Collected data entries

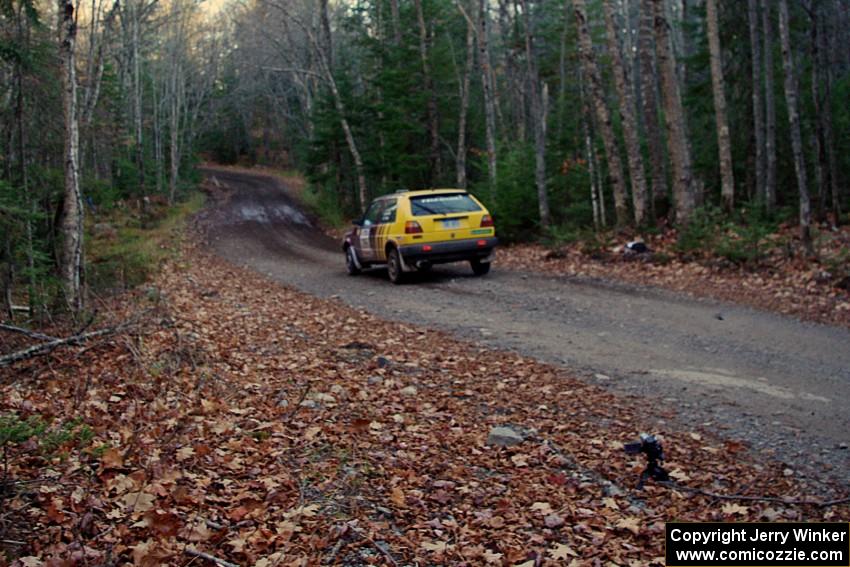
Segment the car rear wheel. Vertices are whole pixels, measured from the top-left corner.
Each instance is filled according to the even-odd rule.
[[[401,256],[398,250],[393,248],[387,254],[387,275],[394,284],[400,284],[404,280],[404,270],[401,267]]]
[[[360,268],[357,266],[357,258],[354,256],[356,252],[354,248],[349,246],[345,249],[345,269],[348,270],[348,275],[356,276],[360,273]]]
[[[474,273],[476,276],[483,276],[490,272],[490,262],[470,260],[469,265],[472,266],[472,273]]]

--

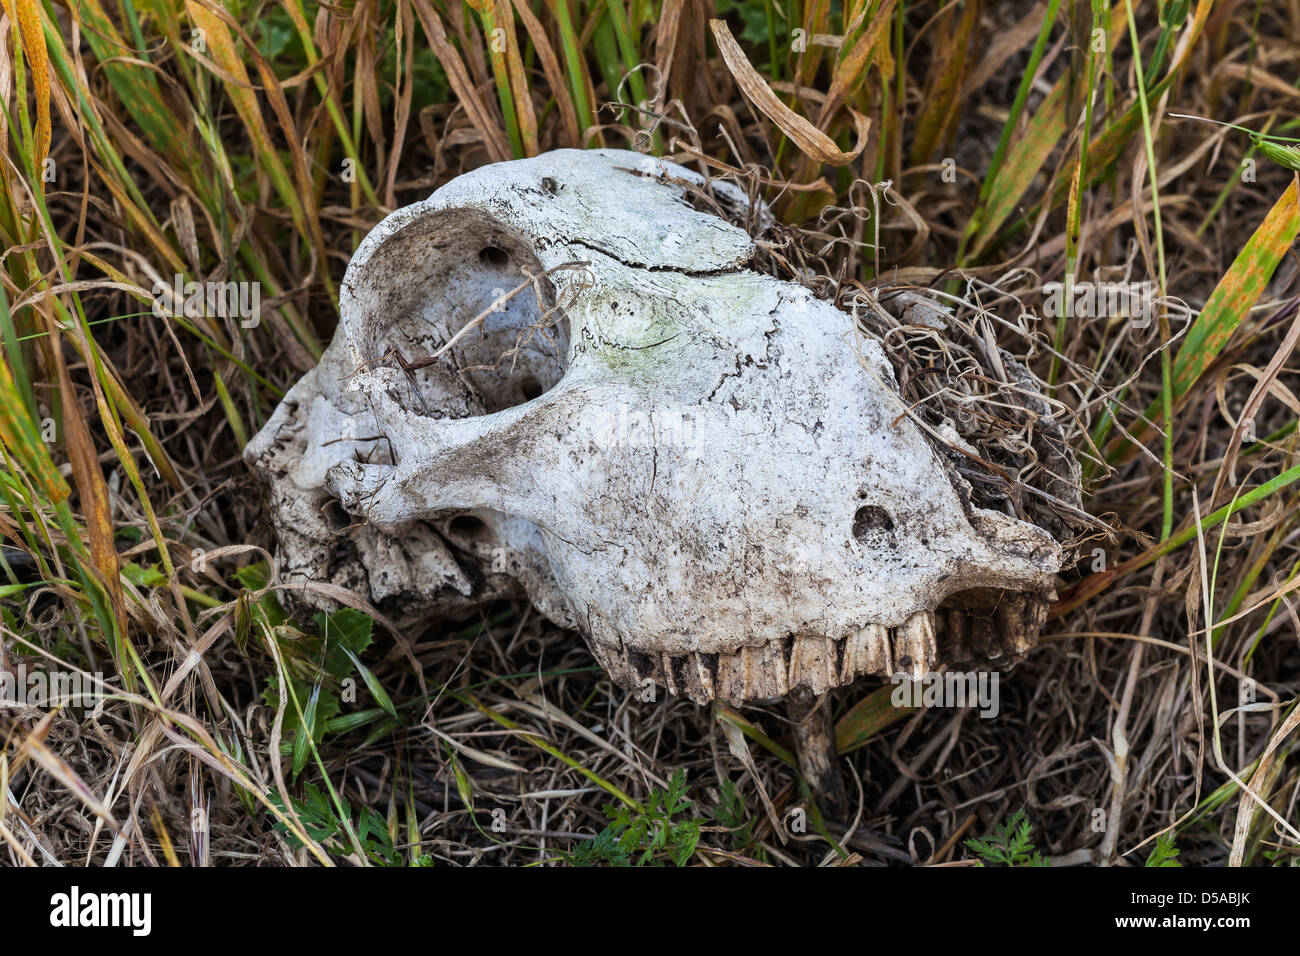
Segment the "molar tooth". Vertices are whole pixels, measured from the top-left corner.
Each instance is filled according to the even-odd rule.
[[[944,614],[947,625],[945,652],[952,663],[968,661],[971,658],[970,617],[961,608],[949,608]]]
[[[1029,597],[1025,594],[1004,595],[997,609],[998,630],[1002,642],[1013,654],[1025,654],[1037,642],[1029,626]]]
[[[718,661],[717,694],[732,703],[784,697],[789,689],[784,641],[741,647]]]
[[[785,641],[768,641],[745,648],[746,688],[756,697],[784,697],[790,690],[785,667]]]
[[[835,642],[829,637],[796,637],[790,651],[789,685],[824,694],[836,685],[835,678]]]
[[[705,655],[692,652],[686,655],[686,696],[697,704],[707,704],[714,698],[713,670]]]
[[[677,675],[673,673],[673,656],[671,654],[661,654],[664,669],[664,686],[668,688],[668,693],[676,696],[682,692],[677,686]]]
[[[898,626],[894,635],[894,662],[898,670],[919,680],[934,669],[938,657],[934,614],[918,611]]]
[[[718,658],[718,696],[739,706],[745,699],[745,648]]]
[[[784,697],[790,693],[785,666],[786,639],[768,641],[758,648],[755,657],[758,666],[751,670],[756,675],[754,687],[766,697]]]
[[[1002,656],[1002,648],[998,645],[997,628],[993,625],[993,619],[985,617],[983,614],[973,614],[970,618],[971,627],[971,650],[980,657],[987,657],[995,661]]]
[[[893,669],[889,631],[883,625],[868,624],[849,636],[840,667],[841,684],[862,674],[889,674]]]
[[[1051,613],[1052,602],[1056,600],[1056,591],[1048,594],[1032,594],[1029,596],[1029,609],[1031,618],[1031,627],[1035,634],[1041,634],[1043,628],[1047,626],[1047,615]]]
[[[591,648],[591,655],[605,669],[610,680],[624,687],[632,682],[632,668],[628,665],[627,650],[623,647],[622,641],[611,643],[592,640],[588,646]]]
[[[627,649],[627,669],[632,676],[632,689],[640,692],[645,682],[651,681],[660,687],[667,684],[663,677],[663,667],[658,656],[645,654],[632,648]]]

GOAL OF THE EXERCISE – The required answer is each line of the entries containing the string "Segment".

ANSWER FOR THIS EXERCISE –
Segment the car rear wheel. Vertices are whole pixels, measured from the top-left corner.
Segment the "molar tooth". Vertices are whole pixels, measured from the top-left corner.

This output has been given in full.